--- Document excerpt ---
Aaron knows the strike zone down to the last millimeter, and he has great patience. He will wait for his pitch and then crush it. For years he sprayed the ball hard to all fields, but in recent seasons he has become a pull hitter. Most National League teams now put three men on the third-base side of the infield against him to stop balls from going through. They also bunch their outfields by moving the centerfielder over into left and the rightfielder toward center. The right side of the infield is open, of course, but few hitters can steer a pitched ball well enough to roll it through. Aaron is not asked to try.
"I know what it's like to be shifted against," says Mathews, who holds the record for most homers by a third baseman (483). "It was done to me. You just don't change a man of 39 who has meant to this game what Henry means. Henry went to camp this spring and worked his tail off. There were times when I had to stop him because I thought he might be overextending himself. The strain on him is going to be enormous as the season progresses, but we are going to do everything possible to help him. It's because of who he is chasing that the pressure will build. Heck, when he and I combined for most home runs hit by teammates, there was no pressure at all. We didn't even know we were going after the record until a month after we had broken it."
Ruth's revered 714 seems to possess a majesty so great that it might have come to us engraved on a stone tablet, but whose record did Ruth break? Nobody really knows. Going into the 1921 season, Gavvy Cravath appeared to hold it with 117 homers to Ruth's 103. But when Ruth hit No. 117
The New York Times
did not mention it. A week later
The Sporting News
smugly summed things up as follows: "Contrary to report, Babe Ruth did not equal Cravath's lifetime major league home run record when the slugging Babe smote a four-base lick off Dave Keefe of the Athletics on May 29. Cravath, who retired after 11 years in the majors with a record of hitting more home runs than any major-leaguer, has a total of 119 home runs to his credit, not 117 as some records show. He made two as an American Leaguer that had been overlooked."
Further research disclosed that 136 homers were hit by one Roger Connor from 1880 to 1897, and two other players, Sam Thompson and Harry Stovey, also hit more than Cravath. But what Ruth did was unique, and he changed the game. Until Ruth began hitting homers the standard attack relied on the steal, the hit-and-run, singles and doubles. In 1915, Ruth's first full season, the Boston Red Sox won the American League pennant with a team total of 13 home runs. Pitcher Ruth (18-8) led his club with four and Braggo Roth topped the American League with seven. Three seasons later the whole American League amassed only 100 homers. Ruth, functioning as pitcher, outfielder and first baseman, tied for the major league lead with 11 homers. Again the Red Sox won the pennant; the rest of the team hit exactly five home runs.
--- Data provided ---
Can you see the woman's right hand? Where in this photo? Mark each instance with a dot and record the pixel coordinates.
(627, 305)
---
▶ **Directives**
1 - Answer these about the home run text above, one line each:
(a) What is Mathews's record total of homers as a third baseman?
(b) According to The Sporting News, how many career home runs did Cravath actually have?
(c) How many home runs did the Boston Red Sox hit as a team in 1915?
2 - Duplicate the part of the home run text above between "Aaron knows the" and "asked to try.", inclusive.

▶ **Worked answers**
1 -
(a) 483
(b) 119
(c) 13

2 -
Aaron knows the strike zone down to the last millimeter, and he has great patience. He will wait for his pitch and then crush it. For years he sprayed the ball hard to all fields, but in recent seasons he has become a pull hitter. Most National League teams now put three men on the third-base side of the infield against him to stop balls from going through. They also bunch their outfields by moving the centerfielder over into left and the rightfielder toward center. The right side of the infield is open, of course, but few hitters can steer a pitched ball well enough to roll it through. Aaron is not asked to try.